» **Task instructions**
With the first line as the start and the line containing "Target: green pumpkin seed" as the end, write out every line of the records exactly.

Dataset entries
▼▼▼

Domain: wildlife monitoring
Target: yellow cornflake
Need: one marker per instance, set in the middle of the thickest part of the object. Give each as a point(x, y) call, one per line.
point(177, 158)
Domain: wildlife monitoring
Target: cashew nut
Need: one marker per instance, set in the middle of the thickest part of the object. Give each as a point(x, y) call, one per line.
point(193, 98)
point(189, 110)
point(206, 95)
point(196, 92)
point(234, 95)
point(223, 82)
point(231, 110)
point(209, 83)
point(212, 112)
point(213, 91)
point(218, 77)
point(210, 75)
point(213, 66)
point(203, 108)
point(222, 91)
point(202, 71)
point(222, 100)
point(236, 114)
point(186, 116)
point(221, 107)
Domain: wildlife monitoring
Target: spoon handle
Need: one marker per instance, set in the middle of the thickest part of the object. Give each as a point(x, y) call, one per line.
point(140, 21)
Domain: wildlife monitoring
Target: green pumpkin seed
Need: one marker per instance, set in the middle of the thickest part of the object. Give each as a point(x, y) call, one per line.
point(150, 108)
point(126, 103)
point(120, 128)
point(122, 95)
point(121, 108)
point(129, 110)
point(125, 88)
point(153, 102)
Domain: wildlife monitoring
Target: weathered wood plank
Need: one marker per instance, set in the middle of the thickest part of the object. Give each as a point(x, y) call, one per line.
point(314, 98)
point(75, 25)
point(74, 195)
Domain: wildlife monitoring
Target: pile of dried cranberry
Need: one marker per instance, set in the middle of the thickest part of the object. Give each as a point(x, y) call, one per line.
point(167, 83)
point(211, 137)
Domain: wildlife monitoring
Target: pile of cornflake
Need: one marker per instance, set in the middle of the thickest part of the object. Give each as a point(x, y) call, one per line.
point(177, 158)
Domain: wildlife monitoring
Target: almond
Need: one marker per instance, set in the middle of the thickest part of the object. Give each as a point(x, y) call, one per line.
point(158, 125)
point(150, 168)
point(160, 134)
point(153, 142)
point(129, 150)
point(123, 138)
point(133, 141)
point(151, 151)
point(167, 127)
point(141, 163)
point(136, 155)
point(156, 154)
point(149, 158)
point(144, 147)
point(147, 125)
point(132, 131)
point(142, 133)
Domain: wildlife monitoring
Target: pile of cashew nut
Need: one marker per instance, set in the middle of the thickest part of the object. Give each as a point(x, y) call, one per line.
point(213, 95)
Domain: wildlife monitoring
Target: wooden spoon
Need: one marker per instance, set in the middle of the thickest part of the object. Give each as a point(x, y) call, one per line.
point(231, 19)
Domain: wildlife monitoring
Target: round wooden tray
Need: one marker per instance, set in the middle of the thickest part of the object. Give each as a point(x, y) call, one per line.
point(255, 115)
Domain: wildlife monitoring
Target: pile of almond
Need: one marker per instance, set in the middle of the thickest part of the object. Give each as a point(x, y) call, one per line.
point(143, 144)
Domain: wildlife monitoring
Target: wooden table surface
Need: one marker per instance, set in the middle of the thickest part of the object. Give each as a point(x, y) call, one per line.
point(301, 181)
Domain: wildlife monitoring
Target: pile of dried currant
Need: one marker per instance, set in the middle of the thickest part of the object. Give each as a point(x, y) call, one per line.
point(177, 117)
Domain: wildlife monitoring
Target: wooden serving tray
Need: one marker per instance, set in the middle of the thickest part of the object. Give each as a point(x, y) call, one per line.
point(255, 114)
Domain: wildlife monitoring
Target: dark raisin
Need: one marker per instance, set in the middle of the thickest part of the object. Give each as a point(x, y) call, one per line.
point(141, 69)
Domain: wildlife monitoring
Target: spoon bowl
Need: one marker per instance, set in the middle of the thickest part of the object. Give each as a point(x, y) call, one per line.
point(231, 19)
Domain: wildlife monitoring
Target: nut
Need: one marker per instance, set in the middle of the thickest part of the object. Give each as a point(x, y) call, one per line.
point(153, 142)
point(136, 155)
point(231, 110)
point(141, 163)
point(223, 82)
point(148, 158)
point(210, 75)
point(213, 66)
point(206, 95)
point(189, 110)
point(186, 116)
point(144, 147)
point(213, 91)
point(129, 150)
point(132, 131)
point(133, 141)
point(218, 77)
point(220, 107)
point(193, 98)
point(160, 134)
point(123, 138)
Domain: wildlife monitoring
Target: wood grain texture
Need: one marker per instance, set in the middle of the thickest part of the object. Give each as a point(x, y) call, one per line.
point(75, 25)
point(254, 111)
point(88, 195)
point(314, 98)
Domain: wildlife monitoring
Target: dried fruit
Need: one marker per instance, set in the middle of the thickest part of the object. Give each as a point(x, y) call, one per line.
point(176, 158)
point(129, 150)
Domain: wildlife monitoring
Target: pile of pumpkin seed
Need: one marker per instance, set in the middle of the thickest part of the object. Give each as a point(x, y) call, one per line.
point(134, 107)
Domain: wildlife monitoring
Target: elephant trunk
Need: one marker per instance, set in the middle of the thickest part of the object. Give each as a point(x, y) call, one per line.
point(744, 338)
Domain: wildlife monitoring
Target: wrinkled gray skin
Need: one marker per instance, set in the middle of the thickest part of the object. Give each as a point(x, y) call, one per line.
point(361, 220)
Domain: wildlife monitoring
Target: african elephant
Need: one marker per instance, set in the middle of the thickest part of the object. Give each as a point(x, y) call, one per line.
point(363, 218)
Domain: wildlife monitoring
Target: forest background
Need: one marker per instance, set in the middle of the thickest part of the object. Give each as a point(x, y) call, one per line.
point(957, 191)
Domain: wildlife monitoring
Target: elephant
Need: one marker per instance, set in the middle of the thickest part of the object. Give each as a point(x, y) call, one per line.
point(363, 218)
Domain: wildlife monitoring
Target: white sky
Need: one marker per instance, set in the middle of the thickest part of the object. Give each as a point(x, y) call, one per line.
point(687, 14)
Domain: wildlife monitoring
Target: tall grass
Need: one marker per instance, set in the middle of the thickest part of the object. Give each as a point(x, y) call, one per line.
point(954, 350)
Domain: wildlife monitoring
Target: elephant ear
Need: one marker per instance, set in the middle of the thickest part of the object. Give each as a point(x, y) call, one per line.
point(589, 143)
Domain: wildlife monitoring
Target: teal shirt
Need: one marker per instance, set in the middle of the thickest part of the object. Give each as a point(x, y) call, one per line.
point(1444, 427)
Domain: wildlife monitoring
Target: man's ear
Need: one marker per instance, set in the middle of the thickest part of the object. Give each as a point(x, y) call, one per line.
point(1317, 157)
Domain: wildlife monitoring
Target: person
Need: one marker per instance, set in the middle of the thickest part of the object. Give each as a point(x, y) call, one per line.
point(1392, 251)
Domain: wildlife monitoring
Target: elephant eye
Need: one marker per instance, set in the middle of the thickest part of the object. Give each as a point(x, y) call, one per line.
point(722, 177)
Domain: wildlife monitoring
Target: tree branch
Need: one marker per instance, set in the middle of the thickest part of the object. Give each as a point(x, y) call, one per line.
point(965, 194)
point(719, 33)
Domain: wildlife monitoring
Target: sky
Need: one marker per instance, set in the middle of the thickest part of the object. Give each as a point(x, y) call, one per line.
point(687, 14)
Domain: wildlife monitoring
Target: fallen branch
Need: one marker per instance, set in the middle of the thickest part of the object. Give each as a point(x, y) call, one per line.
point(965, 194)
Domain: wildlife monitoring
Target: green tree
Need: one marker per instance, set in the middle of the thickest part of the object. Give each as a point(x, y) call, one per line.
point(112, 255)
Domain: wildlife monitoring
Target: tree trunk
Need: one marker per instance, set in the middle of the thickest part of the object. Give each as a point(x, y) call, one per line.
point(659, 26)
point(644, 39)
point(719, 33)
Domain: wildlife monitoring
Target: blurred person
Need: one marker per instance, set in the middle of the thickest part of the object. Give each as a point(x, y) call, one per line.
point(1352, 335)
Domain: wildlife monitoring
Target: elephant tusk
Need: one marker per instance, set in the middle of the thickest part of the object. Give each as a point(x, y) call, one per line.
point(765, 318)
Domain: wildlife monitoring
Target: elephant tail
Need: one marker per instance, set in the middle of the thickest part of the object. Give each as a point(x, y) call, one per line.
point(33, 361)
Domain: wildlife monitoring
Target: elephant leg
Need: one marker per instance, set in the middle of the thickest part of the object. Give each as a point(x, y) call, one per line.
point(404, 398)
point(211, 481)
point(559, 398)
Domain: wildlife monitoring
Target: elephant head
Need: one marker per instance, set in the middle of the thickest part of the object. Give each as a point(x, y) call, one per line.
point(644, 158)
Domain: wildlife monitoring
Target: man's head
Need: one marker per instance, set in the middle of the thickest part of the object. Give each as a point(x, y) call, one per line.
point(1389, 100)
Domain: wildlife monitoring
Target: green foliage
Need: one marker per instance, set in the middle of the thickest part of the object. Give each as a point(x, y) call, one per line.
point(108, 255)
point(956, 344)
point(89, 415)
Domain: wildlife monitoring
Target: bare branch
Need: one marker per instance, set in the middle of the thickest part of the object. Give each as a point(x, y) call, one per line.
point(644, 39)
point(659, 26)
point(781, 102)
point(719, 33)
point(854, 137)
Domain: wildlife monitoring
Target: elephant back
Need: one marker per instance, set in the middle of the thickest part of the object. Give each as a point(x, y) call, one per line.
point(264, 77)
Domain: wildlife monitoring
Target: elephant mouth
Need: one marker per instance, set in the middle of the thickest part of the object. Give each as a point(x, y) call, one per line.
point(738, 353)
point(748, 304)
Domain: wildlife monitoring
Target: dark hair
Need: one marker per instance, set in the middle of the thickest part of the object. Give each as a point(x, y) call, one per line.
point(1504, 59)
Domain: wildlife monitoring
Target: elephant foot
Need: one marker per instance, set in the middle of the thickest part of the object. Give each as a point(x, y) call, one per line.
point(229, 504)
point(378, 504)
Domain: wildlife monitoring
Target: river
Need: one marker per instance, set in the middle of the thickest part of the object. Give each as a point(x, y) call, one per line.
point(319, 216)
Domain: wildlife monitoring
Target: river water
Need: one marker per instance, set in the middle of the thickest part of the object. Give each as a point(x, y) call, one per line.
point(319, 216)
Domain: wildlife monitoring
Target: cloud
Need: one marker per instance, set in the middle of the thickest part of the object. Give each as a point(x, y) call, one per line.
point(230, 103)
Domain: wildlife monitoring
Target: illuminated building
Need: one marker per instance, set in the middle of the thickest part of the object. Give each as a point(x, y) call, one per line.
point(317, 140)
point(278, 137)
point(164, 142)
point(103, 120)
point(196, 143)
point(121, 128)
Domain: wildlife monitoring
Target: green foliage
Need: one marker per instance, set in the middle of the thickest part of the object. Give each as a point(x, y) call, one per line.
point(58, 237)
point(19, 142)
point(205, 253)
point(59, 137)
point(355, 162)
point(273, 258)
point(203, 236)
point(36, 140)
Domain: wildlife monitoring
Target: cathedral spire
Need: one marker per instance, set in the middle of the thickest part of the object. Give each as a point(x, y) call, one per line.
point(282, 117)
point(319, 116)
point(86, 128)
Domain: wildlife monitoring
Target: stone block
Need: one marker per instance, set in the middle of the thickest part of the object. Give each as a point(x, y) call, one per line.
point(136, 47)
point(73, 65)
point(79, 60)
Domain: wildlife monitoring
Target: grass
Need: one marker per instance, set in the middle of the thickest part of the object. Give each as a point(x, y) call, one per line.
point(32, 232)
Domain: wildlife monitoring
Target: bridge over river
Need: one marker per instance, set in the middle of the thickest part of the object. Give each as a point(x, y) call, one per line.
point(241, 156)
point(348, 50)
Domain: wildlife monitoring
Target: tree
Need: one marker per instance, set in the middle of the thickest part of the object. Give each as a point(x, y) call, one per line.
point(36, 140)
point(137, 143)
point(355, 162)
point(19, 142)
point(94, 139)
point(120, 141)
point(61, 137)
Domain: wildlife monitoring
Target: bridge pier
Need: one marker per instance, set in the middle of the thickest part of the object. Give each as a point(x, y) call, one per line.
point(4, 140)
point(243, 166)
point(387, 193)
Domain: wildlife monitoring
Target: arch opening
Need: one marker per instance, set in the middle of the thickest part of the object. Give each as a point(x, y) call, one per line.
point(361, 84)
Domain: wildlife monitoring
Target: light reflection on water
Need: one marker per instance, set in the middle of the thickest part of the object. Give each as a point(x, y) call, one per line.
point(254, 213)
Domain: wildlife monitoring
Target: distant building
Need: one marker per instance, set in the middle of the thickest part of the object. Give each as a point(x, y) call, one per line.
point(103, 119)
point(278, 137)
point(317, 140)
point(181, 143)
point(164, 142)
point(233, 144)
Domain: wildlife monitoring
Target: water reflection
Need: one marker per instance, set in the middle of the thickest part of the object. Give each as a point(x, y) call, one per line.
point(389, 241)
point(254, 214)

▲▲▲

» **Answer to the problem**
Domain: wildlife monitoring
Target: yellow cornflake
Need: one marker per instance, set in the middle of the thickest part of the object. Give each as a point(x, y) call, one per line.
point(177, 158)
Domain: wildlife monitoring
Target: cashew nut
Need: one marker per instance, set in the middle of the thickest part of the object. Give each as a point(x, y) call, one per line.
point(193, 98)
point(189, 110)
point(206, 95)
point(196, 92)
point(234, 95)
point(223, 82)
point(231, 110)
point(209, 83)
point(212, 112)
point(213, 91)
point(218, 77)
point(210, 75)
point(213, 66)
point(203, 108)
point(222, 91)
point(202, 71)
point(222, 100)
point(236, 114)
point(186, 116)
point(221, 107)
Domain: wildlife monitoring
Target: spoon handle
Need: one marker per instance, set in the middle of the thickest part of the object. Give each as a point(x, y) call, one per line.
point(140, 21)
Domain: wildlife monitoring
Target: green pumpkin seed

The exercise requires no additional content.